Your goal: Translate this sentence from the essay about Leith Mullings into Spanish: "Indeed, we live in a changing world."

Selected excerpt:
By Aaron Jamal and Sian OFaolain
Leith Mullings (1945-2020) described socialism as a society where to each according to their need, from each according to their ability. Mullings believed that Marxism is a method of study that analyzes class as a relationship to the means of production and that Marxist analysis changes as the world changes. Indeed, we live in a changing world.
In February 2020, the two of us attended the Black Organizing for Leadership and Dignity (BOLD) National Gathering and presented some of our initial conversations with veterans of the Black Radical Congress. One of those veterans, indeed a central veteran, was the late Leith Mullings. This presentation was held at our final major in-person gathering of Black movement activists before COVID shrouded the world. While we cannot hope to cover the full range of a life as audacious and profound as Mullings’, in this essay we hope to convey this: Mullings was a revolutionary socialist and Black feminist anthropologist whose contributions to the Black freedom struggle will radiate long after her passing.
Leith Mullings, presente!
We came to know Leith Mullings principally through our project documenting the Black Radical Congress. Mullings, along with her late husband Manning Marable, Bill Fletcher, Abdul Alkalimat and Barbara Ransby founded the Black Radical Congress, which aimed at cohering a Black radical left with a national conference held in Chicago in 1998. Leith Mullings and Barbara Ransby were the program directors for the first congress.
By the 1990s, Black revolutionary politics had been pushed to the margins. Reaganism seized political hegemony in 1980, solidifying neoliberalism as the dominant global economic system, and completing a 12-year counter revolt against the victories of the Black freedom struggle. The BRC founders, most positioned within academia, were concerned with the success of the 1995 Million Man March, with its reactionary and heteropatriarchal ideology, and believed a Black left was desperately needed.

Stored records:
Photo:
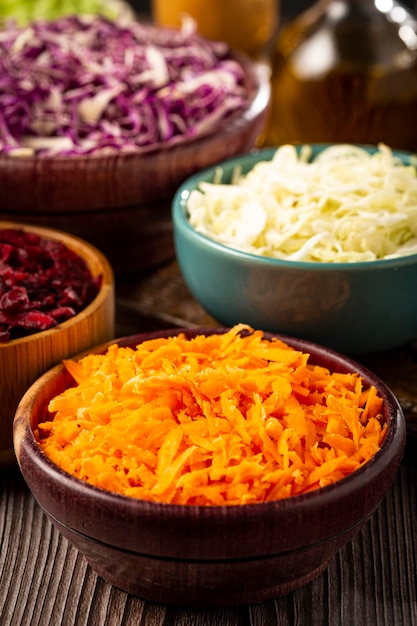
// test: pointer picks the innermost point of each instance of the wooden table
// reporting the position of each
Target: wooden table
(371, 582)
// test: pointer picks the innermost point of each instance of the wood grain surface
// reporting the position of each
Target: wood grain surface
(371, 582)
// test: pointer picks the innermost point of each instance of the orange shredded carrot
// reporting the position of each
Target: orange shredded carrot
(222, 419)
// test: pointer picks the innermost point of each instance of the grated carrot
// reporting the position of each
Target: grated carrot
(221, 419)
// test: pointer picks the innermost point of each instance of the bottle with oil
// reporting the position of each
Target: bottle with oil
(346, 71)
(246, 25)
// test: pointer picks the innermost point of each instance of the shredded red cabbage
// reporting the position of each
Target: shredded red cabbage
(79, 85)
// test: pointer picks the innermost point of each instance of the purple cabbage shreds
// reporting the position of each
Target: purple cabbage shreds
(80, 85)
(42, 283)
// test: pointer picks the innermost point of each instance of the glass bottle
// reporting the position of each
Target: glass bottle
(346, 71)
(246, 25)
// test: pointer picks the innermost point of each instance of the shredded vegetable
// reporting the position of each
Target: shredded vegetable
(219, 419)
(24, 11)
(83, 84)
(346, 205)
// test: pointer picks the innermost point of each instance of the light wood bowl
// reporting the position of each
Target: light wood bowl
(23, 360)
(121, 203)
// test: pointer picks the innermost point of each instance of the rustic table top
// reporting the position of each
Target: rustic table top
(44, 581)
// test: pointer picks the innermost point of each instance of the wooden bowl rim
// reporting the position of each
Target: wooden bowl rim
(78, 245)
(392, 447)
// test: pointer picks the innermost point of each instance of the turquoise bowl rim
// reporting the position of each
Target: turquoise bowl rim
(247, 161)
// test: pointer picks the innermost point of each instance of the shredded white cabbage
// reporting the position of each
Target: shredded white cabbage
(347, 205)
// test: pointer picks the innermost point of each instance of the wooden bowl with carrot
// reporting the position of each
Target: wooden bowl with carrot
(56, 299)
(209, 467)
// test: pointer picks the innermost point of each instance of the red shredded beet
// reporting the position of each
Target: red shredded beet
(42, 283)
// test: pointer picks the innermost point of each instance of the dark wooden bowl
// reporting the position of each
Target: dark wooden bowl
(121, 203)
(207, 556)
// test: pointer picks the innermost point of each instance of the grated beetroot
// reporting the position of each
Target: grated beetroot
(42, 283)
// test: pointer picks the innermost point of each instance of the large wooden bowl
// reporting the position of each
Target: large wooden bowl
(121, 203)
(23, 360)
(215, 555)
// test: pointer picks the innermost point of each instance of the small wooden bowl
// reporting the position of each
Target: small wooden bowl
(121, 203)
(216, 555)
(23, 360)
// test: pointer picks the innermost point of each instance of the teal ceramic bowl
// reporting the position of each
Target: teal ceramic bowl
(354, 308)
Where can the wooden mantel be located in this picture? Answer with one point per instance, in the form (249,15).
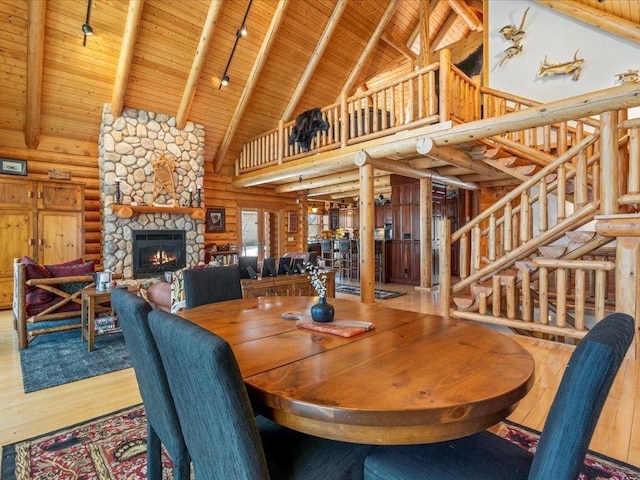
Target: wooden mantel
(127,211)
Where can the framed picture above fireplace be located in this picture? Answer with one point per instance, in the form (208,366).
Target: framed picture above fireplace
(215,220)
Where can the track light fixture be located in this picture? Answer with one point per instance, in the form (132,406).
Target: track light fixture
(241,32)
(87,30)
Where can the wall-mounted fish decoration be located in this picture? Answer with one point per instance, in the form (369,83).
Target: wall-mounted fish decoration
(513,34)
(574,67)
(510,52)
(630,76)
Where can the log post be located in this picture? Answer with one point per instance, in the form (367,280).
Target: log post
(367,243)
(426,213)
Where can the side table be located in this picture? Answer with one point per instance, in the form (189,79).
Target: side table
(91,300)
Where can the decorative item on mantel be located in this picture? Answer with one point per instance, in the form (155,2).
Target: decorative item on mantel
(321,311)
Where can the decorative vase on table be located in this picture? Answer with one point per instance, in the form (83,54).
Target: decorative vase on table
(322,311)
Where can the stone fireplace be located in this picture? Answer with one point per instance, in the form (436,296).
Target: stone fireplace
(127,145)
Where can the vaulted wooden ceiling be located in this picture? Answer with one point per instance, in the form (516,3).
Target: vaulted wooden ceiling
(168,56)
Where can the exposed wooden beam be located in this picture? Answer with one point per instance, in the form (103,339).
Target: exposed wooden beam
(243,102)
(315,58)
(401,49)
(401,168)
(437,40)
(426,146)
(379,182)
(134,14)
(375,37)
(318,182)
(425,46)
(596,18)
(467,14)
(35,68)
(198,62)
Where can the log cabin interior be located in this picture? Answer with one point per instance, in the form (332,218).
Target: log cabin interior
(492,176)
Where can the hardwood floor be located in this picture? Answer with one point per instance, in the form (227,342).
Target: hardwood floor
(26,415)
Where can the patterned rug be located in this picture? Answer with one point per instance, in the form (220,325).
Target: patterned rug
(114,447)
(379,294)
(61,357)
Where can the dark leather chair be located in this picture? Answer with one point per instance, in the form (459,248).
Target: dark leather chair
(211,284)
(163,426)
(224,438)
(563,442)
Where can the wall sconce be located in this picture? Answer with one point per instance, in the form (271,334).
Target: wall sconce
(241,32)
(87,30)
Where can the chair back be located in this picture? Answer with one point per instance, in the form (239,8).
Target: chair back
(577,405)
(213,405)
(132,312)
(211,284)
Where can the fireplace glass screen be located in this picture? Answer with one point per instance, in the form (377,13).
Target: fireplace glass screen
(158,251)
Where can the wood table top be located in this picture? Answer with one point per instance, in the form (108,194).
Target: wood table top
(414,378)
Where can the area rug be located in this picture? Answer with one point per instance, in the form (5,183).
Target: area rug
(61,357)
(114,447)
(379,294)
(596,466)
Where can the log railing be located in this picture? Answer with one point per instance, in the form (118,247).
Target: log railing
(564,300)
(533,214)
(410,102)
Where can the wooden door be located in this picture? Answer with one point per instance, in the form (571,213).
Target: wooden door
(17,235)
(59,237)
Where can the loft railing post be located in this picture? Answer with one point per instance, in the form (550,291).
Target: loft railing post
(344,124)
(281,141)
(444,85)
(609,162)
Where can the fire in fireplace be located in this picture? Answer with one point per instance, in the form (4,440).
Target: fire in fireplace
(158,251)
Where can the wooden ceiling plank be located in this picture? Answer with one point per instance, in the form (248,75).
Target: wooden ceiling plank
(134,15)
(373,40)
(467,14)
(315,58)
(35,62)
(198,61)
(597,18)
(261,58)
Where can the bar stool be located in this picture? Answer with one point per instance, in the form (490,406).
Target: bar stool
(355,259)
(344,265)
(326,253)
(378,262)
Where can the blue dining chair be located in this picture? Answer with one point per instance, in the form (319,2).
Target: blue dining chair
(211,284)
(163,426)
(225,440)
(563,442)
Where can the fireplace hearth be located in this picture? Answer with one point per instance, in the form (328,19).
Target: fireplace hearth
(158,251)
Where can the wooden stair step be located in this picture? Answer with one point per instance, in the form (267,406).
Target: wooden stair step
(580,236)
(550,251)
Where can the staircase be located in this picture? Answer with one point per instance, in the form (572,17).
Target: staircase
(533,261)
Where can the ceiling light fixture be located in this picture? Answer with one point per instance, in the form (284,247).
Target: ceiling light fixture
(241,32)
(87,30)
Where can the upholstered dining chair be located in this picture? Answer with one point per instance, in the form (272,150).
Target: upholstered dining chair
(225,439)
(163,426)
(563,442)
(211,284)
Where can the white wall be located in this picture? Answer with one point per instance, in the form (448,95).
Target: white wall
(557,36)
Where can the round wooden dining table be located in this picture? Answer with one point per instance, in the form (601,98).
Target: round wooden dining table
(413,378)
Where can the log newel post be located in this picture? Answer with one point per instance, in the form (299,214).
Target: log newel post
(367,243)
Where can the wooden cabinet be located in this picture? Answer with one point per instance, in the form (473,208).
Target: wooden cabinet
(41,219)
(285,285)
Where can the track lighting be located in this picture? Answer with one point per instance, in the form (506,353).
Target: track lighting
(241,32)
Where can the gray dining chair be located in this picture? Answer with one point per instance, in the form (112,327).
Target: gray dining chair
(563,442)
(211,284)
(224,438)
(163,426)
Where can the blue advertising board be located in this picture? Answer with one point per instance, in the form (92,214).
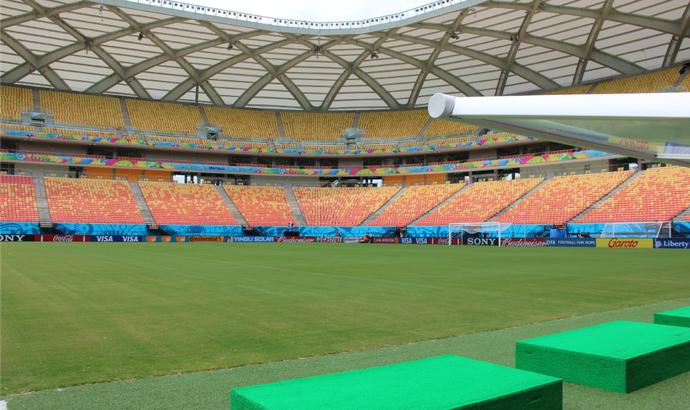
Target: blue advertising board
(572,242)
(253,239)
(680,243)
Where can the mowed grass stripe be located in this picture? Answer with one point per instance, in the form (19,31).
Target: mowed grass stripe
(76,313)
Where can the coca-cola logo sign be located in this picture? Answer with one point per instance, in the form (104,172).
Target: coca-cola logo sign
(298,239)
(523,242)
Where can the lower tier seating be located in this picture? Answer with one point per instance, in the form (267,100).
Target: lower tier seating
(563,198)
(341,206)
(17,199)
(659,194)
(186,204)
(480,202)
(261,206)
(415,202)
(91,201)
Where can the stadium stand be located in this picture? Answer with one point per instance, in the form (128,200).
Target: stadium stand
(301,126)
(392,125)
(341,206)
(79,133)
(441,128)
(91,201)
(83,110)
(658,81)
(163,118)
(563,198)
(244,124)
(186,204)
(480,202)
(261,206)
(16,127)
(415,202)
(659,194)
(17,199)
(12,100)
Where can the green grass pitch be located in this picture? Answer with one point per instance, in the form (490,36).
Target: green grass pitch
(75,313)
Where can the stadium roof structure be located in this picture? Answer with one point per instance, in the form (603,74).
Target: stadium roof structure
(172,51)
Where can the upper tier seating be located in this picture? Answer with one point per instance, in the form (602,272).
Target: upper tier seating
(563,198)
(79,133)
(658,81)
(261,206)
(571,91)
(91,201)
(163,118)
(659,194)
(341,206)
(441,128)
(17,199)
(186,204)
(480,202)
(300,126)
(244,124)
(12,100)
(414,203)
(15,127)
(82,109)
(392,125)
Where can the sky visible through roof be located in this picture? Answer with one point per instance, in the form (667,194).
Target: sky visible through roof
(315,10)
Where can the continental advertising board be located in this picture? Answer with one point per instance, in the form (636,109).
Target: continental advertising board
(621,243)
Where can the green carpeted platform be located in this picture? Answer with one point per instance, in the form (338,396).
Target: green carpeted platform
(618,356)
(678,317)
(438,383)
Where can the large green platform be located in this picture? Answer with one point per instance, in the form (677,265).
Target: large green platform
(677,317)
(439,383)
(617,356)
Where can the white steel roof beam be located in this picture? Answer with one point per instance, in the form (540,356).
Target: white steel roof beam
(591,40)
(514,47)
(676,41)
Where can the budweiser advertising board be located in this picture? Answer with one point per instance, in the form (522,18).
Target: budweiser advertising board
(300,239)
(65,238)
(523,242)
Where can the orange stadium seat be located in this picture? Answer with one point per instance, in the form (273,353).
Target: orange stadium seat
(341,206)
(563,198)
(163,118)
(12,100)
(244,124)
(17,199)
(480,202)
(91,201)
(83,110)
(300,126)
(261,206)
(658,81)
(392,125)
(659,194)
(442,128)
(186,204)
(414,203)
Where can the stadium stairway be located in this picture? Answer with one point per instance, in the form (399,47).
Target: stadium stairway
(379,211)
(681,216)
(606,197)
(522,198)
(44,219)
(296,212)
(231,206)
(143,207)
(439,205)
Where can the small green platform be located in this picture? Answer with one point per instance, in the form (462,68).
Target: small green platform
(616,356)
(439,383)
(677,317)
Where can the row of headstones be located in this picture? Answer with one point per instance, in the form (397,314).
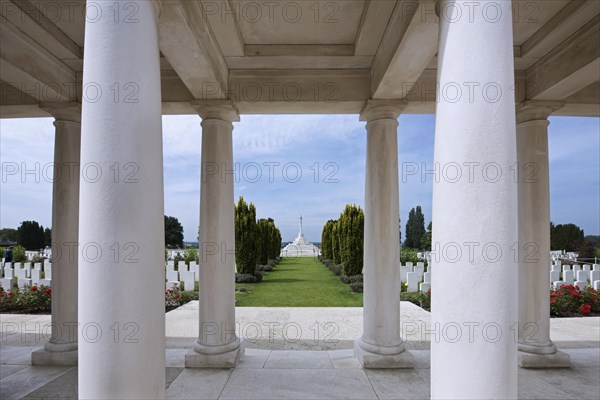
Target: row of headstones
(413,274)
(25,274)
(575,275)
(189,276)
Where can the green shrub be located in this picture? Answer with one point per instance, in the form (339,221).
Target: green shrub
(19,254)
(356,287)
(408,255)
(246,237)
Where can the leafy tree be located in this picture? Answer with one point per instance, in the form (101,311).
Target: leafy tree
(565,237)
(8,235)
(326,240)
(19,254)
(415,228)
(191,254)
(48,236)
(426,239)
(352,227)
(173,233)
(275,248)
(31,235)
(246,237)
(335,243)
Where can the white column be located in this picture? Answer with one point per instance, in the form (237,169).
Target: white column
(217,345)
(536,350)
(380,345)
(61,349)
(121,226)
(474,286)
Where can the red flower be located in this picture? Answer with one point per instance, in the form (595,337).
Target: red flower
(585,309)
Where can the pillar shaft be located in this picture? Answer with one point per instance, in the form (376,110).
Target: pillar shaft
(535,347)
(217,344)
(474,295)
(381,345)
(61,349)
(121,224)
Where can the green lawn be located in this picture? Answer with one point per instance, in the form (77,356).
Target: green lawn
(298,282)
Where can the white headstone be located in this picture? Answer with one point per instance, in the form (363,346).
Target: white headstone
(21,274)
(554,276)
(413,279)
(558,284)
(427,277)
(568,277)
(419,269)
(35,276)
(172,276)
(582,285)
(188,279)
(594,276)
(558,263)
(6,284)
(404,269)
(196,270)
(24,282)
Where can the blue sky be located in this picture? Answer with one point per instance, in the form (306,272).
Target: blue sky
(292,165)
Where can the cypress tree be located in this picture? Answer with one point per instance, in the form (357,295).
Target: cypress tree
(246,237)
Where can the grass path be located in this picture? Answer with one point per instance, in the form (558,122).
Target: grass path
(298,282)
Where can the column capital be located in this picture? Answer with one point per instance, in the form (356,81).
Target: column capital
(63,111)
(382,109)
(217,109)
(536,110)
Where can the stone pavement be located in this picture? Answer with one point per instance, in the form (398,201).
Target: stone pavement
(299,353)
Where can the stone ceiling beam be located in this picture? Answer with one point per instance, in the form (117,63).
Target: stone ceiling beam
(409,44)
(28,66)
(27,18)
(299,91)
(574,15)
(372,26)
(186,40)
(568,68)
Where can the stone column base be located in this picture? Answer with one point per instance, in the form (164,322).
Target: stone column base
(556,360)
(62,358)
(374,360)
(227,359)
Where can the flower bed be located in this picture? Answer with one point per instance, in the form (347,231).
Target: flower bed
(570,301)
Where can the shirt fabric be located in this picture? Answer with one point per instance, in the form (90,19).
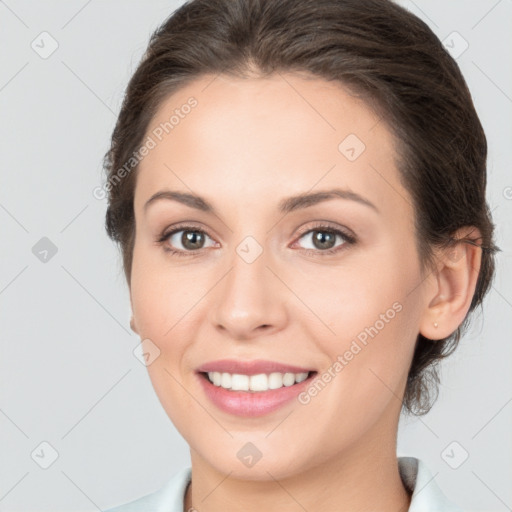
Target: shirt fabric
(426,494)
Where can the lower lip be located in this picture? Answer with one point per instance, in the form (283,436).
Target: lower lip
(250,404)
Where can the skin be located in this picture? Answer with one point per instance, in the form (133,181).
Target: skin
(248,144)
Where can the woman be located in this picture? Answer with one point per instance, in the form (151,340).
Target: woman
(298,191)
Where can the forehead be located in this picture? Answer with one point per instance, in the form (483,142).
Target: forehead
(257,138)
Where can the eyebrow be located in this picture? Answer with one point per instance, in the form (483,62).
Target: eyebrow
(287,205)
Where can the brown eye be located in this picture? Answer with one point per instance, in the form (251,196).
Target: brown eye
(190,239)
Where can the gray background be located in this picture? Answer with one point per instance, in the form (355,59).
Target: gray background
(68,376)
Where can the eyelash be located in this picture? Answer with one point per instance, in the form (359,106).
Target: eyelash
(349,239)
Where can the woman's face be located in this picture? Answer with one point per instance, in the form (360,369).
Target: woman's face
(278,284)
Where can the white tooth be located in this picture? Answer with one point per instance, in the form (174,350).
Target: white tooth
(225,380)
(275,380)
(258,382)
(299,377)
(289,379)
(239,382)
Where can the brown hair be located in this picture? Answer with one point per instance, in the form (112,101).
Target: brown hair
(374,48)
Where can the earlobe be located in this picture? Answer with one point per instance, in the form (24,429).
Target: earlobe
(132,325)
(453,286)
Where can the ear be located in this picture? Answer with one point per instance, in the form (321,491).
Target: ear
(450,287)
(133,327)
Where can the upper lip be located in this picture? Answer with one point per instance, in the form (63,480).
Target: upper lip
(253,367)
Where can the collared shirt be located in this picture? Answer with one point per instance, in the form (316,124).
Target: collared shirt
(426,494)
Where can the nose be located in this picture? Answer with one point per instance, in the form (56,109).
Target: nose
(250,300)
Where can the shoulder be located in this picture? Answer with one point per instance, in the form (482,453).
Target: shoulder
(427,496)
(168,498)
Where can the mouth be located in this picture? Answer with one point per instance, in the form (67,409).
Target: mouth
(259,383)
(255,395)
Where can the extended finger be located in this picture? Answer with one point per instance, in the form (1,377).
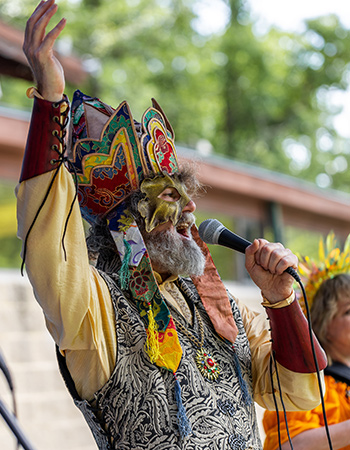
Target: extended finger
(39,29)
(50,38)
(39,11)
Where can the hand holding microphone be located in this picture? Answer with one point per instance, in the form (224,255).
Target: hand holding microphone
(211,231)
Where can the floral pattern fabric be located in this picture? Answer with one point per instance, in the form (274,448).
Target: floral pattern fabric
(137,404)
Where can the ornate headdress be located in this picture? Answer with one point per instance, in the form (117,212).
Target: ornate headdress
(113,155)
(331,262)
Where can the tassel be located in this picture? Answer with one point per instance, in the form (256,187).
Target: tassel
(183,422)
(244,388)
(124,273)
(152,342)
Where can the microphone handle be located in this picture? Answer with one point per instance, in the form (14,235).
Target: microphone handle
(231,240)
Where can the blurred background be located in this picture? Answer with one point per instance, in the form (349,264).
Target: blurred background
(258,95)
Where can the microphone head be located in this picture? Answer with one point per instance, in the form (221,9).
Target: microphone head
(210,230)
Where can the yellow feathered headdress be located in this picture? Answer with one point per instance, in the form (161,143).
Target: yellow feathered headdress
(331,262)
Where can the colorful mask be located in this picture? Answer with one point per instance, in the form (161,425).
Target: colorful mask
(154,209)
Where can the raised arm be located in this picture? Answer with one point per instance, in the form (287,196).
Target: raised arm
(38,48)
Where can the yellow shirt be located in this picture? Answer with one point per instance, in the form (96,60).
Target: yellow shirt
(77,305)
(337,404)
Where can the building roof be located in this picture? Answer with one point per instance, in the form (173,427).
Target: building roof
(14,63)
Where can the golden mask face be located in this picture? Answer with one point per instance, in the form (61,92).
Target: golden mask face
(165,199)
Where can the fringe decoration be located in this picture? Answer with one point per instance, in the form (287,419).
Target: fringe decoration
(124,273)
(185,428)
(152,342)
(244,388)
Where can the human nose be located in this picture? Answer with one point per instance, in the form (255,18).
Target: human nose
(190,207)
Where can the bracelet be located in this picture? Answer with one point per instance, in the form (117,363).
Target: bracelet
(33,92)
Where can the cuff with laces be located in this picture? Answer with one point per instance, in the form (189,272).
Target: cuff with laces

Task result: De hecho, vivimos en un mundo cambiante.